TASK INSTRUCTIONS –
1. Rewrite the nickel deposition patent between "5. The method according to claim 2, wherein" and "individual tubular elements.", inclusive, changing "individual tubular elements" to "individual cylindrical elements".
2. Answer these questions about the nickel deposition patent:
(a) What kind of cooling channels does the base body have in claim 20?
(b) On what date was the German application cited for priority filed?
(c) What example rate is given for electrodeposition of nickel?

DOCUMENT PASSAGE –
GREENBLUM & BERNSTEIN, P.L.C. (RESTON, VA, US)
Claims:
What is claimed:

1. A method, comprising: depositing nickel on a base body by nickel vapor deposition to form a nickel coated base body; and processing the nickel coated base body to form a component.

2. The method according to claim 1, wherein the component is a component for rocket construction.

3. The method according to claim 1, wherein the depositing of nickel seals a porous ceramic base body and/or a non-ceramic fiber composite base body against gases and liquids.

4. The method according to claim 2, wherein the component is a cooled base body of nickel comprising cavities for rocket drives.

5. The method according to claim 2, wherein the component produced is a non-cooled base body of nickel for rocket drives.

6. The method according to claim 1, wherein the base body is composed of a milled metallic base structure.

7. The method according to claim 3, wherein the base body is composed of a ceramic fiber composite structure.

8. The method according to claim 3, wherein the base body is composed of individual tubular elements.

9. The method according to claim 4, wherein the base body is composed of a milled metallic base structure.

10. The method according to claim 5, wherein the base body is composed of a ceramic fiber composite structure.

11. The method according to claim 1, wherein the processing comprises at least one of nickel vapor deposition, chemical processing, or mechanical processing.

12. The method according to claim 1, wherein, prior to the depositing of nickel on the base body, a chemical or electroplating pretreatment of the base body is performed.

13. The method according to claim 12, wherein the electroplating pretreatment of the base body comprises electrolytic plating.

14. The method according to claim 13, wherein the nickel layer is at least 35 mm thick in at least one location.

15. The method according to claim 4, wherein the cavities are formed by milling.

16. The method according to claim 4, wherein the cavities are filled with material.

17. A product produced by the process comprising: depositing nickel on a base body by nickel vapor deposition to form a nickel coated base body; and processing the nickel coated base body to form a component.

18. A component for rocket construction comprising: a base body having a nickel coating applied by nickel vapor deposition.

19. The component according to claim 18, wherein the base body has open cooling channels.

20. The component according to claim 18, wherein the base body has closed cooling channels.

Description:

CROSS-REFERENCE TO RELATED APPLICATIONS

The present application claims priority under 35 U.S.C. §119 of German Application No. 10 2006 021 539.7-45, filed on May 8, 2006, the disclosure of which is expressly incorporated by reference herein in its entirety.

BACKGROUND OF THE INVENTION

1. Field of the Invention

The invention relates to a method for producing components for rocket construction.

2. Discussion of Background Information

Various methods, e.g., electrodeposition of nickel, welding technologies or soldering methods are known for producing components for rocket construction, e.g., support structures for thrust chambers.

Typically, the use of ceramic components for thrust chambers has a disadvantage that the hollow bodies produced are not sufficiently gas-tight due to the type of design. However, this is not permissible in many fields of application. Thus, galvanic coatings and coatings containing silicon for sealing the surfaces are in the test phase.

Support structures for thrust chambers in rocket construction in particular are currently produced by electrodeposition of nickel, welding technologies, soldering methods or other methods. However, electrodeposition of nickel (e.g., at 0.01 to 0.02 mm/h) in particular has the disadvantage of very high throughput times in the production process.

PROVIDED INFORMATION –
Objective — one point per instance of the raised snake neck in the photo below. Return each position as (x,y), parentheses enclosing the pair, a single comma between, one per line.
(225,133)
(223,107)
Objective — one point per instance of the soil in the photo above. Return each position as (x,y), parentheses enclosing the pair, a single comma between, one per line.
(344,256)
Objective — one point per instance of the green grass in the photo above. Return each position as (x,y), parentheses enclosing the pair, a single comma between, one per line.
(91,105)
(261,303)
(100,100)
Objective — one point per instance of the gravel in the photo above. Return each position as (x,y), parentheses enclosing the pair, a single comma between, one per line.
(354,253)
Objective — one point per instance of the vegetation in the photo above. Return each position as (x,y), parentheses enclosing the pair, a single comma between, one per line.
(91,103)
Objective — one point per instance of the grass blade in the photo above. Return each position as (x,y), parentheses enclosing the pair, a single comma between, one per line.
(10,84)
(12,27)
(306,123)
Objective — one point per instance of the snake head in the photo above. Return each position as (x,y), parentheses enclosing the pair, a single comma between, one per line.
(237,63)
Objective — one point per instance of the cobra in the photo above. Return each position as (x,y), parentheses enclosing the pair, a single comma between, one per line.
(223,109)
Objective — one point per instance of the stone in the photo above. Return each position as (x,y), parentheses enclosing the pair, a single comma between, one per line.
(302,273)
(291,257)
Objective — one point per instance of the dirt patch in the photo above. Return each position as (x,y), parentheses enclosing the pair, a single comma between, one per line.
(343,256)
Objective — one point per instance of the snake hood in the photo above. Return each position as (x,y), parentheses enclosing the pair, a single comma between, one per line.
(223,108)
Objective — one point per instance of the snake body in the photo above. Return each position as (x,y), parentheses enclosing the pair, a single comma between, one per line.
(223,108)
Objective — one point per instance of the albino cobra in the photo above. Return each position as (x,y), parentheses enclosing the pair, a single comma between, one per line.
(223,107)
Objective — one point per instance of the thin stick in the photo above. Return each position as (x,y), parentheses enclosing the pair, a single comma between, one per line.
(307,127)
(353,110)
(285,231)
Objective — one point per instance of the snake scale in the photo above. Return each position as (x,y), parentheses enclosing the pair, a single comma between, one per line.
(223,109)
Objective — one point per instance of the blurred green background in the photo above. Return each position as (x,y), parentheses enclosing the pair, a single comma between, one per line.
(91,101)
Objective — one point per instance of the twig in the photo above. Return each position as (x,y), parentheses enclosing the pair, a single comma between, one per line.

ANSWERS BELOW –
1.
5. The method according to claim 2, wherein the component produced is a non-cooled base body of nickel for rocket drives.

6. The method according to claim 1, wherein the base body is composed of a milled metallic base structure.

7. The method according to claim 3, wherein the base body is composed of a ceramic fiber composite structure.

8. The method according to claim 3, wherein the base body is composed of individual cylindrical elements.

2.
(a) Closed cooling channels.
(b) May 8, 2006.
(c) 0.01 to 0.02 mm/h.